* [WHAT THE TASK ASKS] Output every entry exactly, without any pictures.

(Natural language region descriptions)

┏━━

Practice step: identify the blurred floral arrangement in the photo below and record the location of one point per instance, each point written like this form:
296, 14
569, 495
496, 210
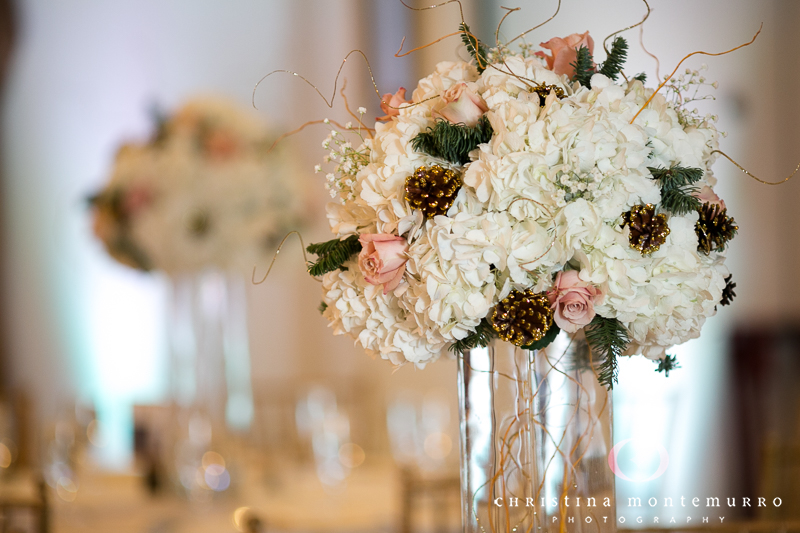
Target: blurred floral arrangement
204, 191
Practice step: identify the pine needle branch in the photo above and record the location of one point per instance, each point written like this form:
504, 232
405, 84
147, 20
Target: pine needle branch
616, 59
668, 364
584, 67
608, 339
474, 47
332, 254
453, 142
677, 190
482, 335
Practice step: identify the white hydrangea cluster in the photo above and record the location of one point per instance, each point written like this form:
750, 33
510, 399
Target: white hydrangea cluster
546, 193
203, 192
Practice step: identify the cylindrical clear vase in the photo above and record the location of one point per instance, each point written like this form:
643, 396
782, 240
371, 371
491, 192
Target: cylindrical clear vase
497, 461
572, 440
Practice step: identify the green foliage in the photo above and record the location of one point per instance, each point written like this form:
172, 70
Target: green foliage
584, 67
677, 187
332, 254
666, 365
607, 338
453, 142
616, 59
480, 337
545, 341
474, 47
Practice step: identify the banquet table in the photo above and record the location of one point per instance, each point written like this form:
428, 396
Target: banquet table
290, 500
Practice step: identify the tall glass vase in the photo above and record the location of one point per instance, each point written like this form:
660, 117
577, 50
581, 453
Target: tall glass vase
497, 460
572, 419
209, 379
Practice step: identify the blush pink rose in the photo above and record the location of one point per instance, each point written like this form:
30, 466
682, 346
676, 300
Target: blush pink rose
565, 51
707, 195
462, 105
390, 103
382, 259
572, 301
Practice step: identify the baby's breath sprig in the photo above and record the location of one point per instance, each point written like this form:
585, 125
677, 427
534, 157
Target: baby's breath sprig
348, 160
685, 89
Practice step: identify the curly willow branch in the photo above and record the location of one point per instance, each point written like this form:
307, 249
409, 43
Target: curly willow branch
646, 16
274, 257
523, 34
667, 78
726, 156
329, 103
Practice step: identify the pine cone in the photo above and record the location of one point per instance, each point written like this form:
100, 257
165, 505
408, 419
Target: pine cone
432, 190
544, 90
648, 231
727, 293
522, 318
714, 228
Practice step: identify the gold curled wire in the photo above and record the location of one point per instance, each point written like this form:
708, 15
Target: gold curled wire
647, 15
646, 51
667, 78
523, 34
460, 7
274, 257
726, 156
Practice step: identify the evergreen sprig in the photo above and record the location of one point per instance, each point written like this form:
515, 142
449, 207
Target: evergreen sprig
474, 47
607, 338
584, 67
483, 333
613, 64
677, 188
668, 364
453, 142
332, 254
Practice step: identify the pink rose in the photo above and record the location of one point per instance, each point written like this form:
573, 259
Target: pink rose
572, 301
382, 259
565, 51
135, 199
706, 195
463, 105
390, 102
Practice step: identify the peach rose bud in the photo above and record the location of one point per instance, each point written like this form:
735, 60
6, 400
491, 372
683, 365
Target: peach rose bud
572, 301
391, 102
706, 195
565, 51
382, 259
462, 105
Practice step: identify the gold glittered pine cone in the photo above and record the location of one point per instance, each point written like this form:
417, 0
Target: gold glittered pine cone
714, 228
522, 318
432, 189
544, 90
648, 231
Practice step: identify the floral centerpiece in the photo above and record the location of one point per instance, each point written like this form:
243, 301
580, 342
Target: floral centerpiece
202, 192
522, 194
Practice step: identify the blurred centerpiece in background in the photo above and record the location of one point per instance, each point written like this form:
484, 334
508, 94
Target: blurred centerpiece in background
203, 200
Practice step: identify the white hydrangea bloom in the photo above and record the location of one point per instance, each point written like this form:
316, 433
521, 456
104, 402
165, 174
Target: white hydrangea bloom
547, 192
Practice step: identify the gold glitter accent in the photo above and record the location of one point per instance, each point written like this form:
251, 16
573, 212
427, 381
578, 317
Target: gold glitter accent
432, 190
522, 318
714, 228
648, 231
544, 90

┗━━

* [EXERCISE OUTPUT]
Practice step: identify the blurred floral arrangement in the photo below and record the location of one point per instance, each point written like this form:
296, 14
569, 495
496, 210
Target: blurred floral arrangement
204, 191
Practice step: identify the pine needle branch in the photo above and record the location of one point per instance, each point written like this form:
504, 232
405, 84
147, 20
Target: pine needle branch
616, 59
668, 364
584, 67
608, 339
474, 47
332, 254
453, 142
677, 190
482, 335
Practice step: identify the white hydrangea cluster in the photo above and record the location of one point per instance, each point written like this form:
750, 33
510, 399
Target: white hydrangea cluster
546, 193
203, 192
Practice step: identify the cylindrical clear vase in the photo above and record the location of one point per instance, each point written like this form:
643, 396
782, 240
371, 371
491, 192
Target: cylindrical clear vase
497, 461
572, 440
Practice step: identify the green foliage in the photo above and record the location of one point per instance, each point written like this form:
172, 70
Target: green foliage
584, 67
677, 187
332, 254
666, 365
607, 338
453, 142
616, 59
480, 337
545, 341
474, 47
Practice step: identify the banquet table in the photo above and record the location of one point per instance, each point written like this form:
428, 396
Target: banquet table
290, 500
Practice step: identify the tall glass vase in the photo above and record the location of one point per instance, each point written like this form:
660, 117
577, 50
581, 453
Target: tall glass vase
497, 460
572, 419
209, 379
Practice step: identify the blush pink rose in the photo above and record the location of one point per instance, each point written like this form:
30, 466
682, 346
676, 300
Target: blush pink rose
565, 51
707, 195
462, 105
390, 103
382, 259
572, 301
Practice step: identify the baby's breath sprig in the photo above and record the location of one point per instance, each point written like this form:
585, 125
677, 427
534, 157
Target: baby's breath sprig
348, 160
685, 89
Practice step: identify the curly willow branch in the photo above and record the location of one point per instance, each point written like this form:
307, 249
409, 43
Target: curly willow branch
646, 16
274, 257
523, 34
667, 78
726, 156
329, 103
Practice step: identify the pine cone in the photo above and record the location of one point per instance, each point written like this form:
100, 257
165, 505
408, 419
Target: pine cone
432, 190
544, 90
648, 231
727, 293
522, 318
714, 228
Practice step: identify the gold curled wire in the photo above and record the location of one point per instance, each point written like this form:
708, 15
Target: gold curled wire
647, 15
646, 51
667, 78
523, 34
460, 7
274, 257
726, 156
Practice step: identify the evergreen sprig in the photo above and record the location of one point per instance, each point written like this form:
515, 142
449, 207
Target: evergreen sprig
474, 47
607, 338
584, 67
483, 333
613, 64
677, 188
668, 364
453, 142
332, 254
Practice step: identify the pink rose in the photo above and record the location of one point per instance, each point written like this form:
573, 259
Target: pink rose
572, 301
382, 259
565, 51
135, 199
706, 195
463, 105
390, 102
Practice step: identify the peach rose bud in the photo above and record the location of one point per instance, each point written like this form:
735, 60
6, 400
491, 372
683, 365
Target: peach rose bud
572, 301
391, 102
706, 195
565, 51
382, 259
462, 105
Practice step: identify the gold glittered pine cone in the photo above and record the location of one point per instance, each point written like this form:
417, 0
Target: gold glittered pine cone
714, 228
522, 318
432, 189
544, 90
648, 231
Practice step: identify the floral centerpiece in the photo above and record the location of one point per instance, each point written like this form:
243, 301
580, 342
Target: floral centerpiece
202, 192
522, 194
Practice step: identify the blurred centerpiece in background in the photo above and record the location of one point per instance, each point written like this form:
484, 334
508, 94
Target: blurred centerpiece in background
203, 200
Practice step: identify the white hydrangea bloom in the photo above and record the location of one point per instance, each point written like this form:
316, 433
521, 456
104, 402
165, 174
Target: white hydrangea bloom
547, 192
Practice step: identify the gold glitter accent in the photo above and record the location of one point per instance, each point written like this form:
251, 16
573, 212
427, 381
578, 317
Target: gold glitter accent
432, 190
522, 318
714, 228
648, 231
544, 90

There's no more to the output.